Task list:
**a.** Transcribe everything in the reflection on doubt from "To doubt is" down to "focus of life.".
**b.** Pick up the reflection on doubt and what the Cosmos wants, and keep writing from where it stops.

══ Provided passage

To doubt is to shirk

I’ve been running seemingly endless permutations of a single question for some days now, what does the Cosmos want of me? And the answer isn’t an answer I can be linear with, other than to say that the Cosmos wants me to be myself. How curious it is to have difficulty with being “myself,” knowing full well there isn’t any “me.” There’s also a curiosity about the work of the philosopher. Discovering what that is. I’m feeling that I’m in a sort of “in-between” place. Perhaps this is the feeling one gets when traversing the boundaries of the unknown between one attractor basin and another. Keeping steady in the turbulent boundary regions, preparing as best I can for the unexpected. Which is one of the hazards and invigorating qualities of my having chosen this focus of life.

════
══ Listed entries

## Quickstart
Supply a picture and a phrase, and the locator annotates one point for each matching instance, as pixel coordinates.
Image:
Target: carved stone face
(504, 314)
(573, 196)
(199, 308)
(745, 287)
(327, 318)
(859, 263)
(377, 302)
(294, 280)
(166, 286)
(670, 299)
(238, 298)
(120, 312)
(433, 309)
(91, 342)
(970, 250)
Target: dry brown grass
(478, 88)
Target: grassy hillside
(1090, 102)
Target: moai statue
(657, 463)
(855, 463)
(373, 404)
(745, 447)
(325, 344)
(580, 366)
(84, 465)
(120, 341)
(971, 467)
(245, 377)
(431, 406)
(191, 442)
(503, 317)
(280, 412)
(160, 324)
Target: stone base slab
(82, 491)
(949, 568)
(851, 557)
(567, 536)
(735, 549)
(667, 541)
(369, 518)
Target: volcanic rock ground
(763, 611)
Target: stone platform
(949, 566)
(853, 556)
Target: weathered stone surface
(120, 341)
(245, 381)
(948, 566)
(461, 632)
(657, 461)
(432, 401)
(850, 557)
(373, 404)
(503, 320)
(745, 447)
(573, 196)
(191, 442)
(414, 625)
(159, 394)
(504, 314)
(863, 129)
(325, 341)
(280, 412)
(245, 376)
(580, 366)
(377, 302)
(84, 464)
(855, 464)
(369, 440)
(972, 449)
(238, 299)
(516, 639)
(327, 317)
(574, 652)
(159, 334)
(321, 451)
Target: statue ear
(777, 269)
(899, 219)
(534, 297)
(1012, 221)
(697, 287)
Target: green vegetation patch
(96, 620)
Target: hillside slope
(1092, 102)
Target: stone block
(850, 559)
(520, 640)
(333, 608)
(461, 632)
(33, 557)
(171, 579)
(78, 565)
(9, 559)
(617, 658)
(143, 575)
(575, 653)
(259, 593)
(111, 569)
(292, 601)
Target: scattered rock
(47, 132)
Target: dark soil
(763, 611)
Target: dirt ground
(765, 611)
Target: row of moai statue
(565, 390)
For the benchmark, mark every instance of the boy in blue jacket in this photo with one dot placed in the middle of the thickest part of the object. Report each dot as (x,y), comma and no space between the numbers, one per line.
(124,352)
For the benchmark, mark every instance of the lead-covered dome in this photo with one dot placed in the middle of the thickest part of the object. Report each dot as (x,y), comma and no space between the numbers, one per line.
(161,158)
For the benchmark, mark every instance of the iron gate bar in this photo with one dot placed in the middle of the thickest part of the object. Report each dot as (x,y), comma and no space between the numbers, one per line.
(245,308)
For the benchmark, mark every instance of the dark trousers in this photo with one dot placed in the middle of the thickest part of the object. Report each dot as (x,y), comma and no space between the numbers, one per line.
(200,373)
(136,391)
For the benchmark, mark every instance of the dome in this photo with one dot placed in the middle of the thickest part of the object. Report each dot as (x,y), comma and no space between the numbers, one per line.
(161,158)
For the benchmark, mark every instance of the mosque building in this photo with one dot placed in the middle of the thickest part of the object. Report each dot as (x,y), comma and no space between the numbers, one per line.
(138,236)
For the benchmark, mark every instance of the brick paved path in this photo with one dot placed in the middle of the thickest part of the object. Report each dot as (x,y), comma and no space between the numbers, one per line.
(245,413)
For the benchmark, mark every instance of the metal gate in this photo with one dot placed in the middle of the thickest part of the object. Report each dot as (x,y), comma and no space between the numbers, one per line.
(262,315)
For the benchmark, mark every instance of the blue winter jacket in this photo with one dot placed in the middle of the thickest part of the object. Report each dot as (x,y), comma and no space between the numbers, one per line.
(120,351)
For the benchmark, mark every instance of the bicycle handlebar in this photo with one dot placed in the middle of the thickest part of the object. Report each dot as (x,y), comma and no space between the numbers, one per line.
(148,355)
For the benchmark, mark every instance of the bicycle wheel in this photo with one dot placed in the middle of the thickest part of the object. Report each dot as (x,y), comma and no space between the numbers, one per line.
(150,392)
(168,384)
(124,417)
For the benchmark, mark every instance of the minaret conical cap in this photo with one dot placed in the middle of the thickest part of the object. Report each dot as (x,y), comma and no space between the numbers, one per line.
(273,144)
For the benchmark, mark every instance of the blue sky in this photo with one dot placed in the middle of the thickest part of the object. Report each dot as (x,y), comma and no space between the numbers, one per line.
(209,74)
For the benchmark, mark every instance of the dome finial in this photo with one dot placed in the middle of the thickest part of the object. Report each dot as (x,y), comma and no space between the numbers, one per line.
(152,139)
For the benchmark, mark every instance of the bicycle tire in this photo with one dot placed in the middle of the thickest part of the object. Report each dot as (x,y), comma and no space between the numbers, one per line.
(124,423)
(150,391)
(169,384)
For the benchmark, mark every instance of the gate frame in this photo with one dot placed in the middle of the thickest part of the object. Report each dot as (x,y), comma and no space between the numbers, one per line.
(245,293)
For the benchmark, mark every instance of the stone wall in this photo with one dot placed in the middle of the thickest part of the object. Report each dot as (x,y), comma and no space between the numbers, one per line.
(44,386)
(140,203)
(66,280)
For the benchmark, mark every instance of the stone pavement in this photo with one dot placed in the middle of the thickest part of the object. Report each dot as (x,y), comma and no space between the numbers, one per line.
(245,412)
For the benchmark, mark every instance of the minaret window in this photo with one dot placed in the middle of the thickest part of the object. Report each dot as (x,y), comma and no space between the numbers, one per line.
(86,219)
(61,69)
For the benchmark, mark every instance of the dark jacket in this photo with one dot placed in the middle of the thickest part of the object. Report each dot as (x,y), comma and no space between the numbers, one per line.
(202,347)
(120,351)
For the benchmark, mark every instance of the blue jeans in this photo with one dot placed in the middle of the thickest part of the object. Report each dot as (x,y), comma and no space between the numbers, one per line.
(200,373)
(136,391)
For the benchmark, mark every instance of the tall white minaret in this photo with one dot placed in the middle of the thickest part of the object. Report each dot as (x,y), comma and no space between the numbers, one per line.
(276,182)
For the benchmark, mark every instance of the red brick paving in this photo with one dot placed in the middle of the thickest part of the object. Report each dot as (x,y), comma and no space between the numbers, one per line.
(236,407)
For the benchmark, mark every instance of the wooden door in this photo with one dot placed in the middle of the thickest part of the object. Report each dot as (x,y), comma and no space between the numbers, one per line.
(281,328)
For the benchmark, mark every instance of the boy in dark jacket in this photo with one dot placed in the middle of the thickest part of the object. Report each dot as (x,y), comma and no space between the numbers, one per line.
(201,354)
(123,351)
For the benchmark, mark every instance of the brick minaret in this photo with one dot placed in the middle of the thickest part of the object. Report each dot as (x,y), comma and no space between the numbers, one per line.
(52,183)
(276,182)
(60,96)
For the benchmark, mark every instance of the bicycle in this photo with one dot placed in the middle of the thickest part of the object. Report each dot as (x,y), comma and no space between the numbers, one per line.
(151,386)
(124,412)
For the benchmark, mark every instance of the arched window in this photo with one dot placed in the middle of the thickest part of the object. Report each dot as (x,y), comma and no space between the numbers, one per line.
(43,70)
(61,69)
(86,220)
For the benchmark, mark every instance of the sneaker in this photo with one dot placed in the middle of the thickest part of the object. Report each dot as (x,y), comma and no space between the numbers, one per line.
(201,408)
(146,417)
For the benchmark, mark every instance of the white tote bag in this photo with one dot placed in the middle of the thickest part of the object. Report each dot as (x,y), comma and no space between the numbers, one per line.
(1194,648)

════
══ Listed entries

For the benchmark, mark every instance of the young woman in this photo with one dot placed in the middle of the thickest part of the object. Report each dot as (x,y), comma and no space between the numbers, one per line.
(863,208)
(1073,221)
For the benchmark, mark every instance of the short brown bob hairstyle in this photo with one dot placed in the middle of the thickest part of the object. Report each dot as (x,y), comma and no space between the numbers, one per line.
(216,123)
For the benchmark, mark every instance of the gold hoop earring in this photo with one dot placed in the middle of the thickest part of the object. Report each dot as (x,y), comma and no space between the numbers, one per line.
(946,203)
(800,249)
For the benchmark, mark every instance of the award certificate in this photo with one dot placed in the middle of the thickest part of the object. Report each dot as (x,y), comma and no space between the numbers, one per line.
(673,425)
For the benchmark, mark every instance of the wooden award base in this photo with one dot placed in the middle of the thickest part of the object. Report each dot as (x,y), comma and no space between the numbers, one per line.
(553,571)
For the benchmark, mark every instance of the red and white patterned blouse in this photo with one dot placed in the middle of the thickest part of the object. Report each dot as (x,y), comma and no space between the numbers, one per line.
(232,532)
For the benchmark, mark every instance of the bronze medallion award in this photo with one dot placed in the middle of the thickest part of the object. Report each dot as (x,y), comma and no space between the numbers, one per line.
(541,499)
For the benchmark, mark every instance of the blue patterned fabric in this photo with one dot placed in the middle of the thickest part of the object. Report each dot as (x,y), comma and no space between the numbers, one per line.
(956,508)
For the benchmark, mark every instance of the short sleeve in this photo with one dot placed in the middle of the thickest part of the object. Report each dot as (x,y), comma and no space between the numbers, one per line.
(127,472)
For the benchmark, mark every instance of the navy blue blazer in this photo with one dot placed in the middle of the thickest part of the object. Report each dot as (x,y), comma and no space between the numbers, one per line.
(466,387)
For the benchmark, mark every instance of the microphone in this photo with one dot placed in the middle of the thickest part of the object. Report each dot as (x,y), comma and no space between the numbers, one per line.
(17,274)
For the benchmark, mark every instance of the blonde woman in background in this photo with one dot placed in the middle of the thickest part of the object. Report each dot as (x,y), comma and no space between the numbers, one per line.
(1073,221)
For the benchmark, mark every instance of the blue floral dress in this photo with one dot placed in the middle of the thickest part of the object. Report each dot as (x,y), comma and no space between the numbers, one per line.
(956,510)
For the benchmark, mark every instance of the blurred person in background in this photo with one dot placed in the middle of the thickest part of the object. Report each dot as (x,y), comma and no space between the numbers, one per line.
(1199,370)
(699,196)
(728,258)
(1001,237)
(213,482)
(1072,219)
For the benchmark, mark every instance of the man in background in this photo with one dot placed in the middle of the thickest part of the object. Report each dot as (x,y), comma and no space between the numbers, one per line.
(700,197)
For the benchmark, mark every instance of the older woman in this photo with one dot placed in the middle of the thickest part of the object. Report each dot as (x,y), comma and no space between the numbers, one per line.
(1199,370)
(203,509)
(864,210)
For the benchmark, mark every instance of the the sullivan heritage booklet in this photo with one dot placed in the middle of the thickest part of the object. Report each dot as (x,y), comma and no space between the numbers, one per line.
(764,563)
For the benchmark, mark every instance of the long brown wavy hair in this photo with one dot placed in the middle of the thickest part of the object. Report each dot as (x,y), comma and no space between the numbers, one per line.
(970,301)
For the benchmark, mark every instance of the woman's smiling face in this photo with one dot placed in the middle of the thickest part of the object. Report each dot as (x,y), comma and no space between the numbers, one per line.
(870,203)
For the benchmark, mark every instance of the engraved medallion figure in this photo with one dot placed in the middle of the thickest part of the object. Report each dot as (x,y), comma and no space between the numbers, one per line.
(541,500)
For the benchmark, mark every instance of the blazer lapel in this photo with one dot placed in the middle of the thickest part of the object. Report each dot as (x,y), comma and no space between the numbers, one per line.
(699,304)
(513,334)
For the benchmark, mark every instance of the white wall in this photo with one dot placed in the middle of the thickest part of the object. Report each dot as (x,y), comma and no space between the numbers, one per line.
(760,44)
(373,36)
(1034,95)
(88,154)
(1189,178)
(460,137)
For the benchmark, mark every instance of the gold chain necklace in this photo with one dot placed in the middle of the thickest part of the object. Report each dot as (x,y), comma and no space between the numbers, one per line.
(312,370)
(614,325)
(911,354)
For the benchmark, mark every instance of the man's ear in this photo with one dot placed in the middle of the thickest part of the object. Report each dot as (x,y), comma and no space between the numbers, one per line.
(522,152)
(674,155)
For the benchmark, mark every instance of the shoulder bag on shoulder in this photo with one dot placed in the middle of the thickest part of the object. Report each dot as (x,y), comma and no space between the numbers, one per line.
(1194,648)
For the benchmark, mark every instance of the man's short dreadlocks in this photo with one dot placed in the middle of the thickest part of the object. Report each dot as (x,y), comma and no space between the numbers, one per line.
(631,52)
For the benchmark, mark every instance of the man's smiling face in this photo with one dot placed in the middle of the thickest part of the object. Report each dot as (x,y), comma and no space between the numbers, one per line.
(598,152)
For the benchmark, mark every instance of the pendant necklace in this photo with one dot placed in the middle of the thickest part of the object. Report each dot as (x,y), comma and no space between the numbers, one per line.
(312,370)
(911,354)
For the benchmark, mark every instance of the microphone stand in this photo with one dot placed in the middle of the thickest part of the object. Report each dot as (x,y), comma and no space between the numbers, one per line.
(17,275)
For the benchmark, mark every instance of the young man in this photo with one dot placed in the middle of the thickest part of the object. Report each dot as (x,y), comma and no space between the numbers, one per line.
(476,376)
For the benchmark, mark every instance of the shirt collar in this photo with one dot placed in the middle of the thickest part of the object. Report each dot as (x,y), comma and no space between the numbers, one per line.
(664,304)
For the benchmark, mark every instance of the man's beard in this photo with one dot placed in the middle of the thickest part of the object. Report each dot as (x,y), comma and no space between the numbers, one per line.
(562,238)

════

Expected responses:
**a.**
To doubt is to shirk

I’ve been running seemingly endless permutations of a single question for some days now, what does the Cosmos want of me? And the answer isn’t an answer I can be linear with, other than to say that the Cosmos wants me to be myself. How curious it is to have difficulty with being “myself,” knowing full well there isn’t any “me.” There’s also a curiosity about the work of the philosopher. Discovering what that is. I’m feeling that I’m in a sort of “in-between” place. Perhaps this is the feeling one gets when traversing the boundaries of the unknown between one attractor basin and another. Keeping steady in the turbulent boundary regions, preparing as best I can for the unexpected. Which is one of the hazards and invigorating qualities of my having chosen this focus of life.

**b.**
So we find ourselves in these vast territories without structures, patiently moving ahead, without forcing, sort of between being carried along and forging ahead, to what is unknown. And trusting, always trusting, allowing doubts to balloon and deflate of their own accord, though sometimes participating with them more that we might have consciously chosen to, in resonance with resolutions of childhood terrors.

My charge at present has become to remember that the veils, fogs, and smokes of doubt that come between us and the Cosmos, between us and our “Heaven’s Destiny” (Mandarin: 天命: tiānmìng) are all of our own making. And to attribute an inappropriate validity to the fog of doubt is to err in the placement of energy and awareness; to doubt is to shirk- and in Sufism, to shirk roughly means to imbue divinity in something other than the Divine.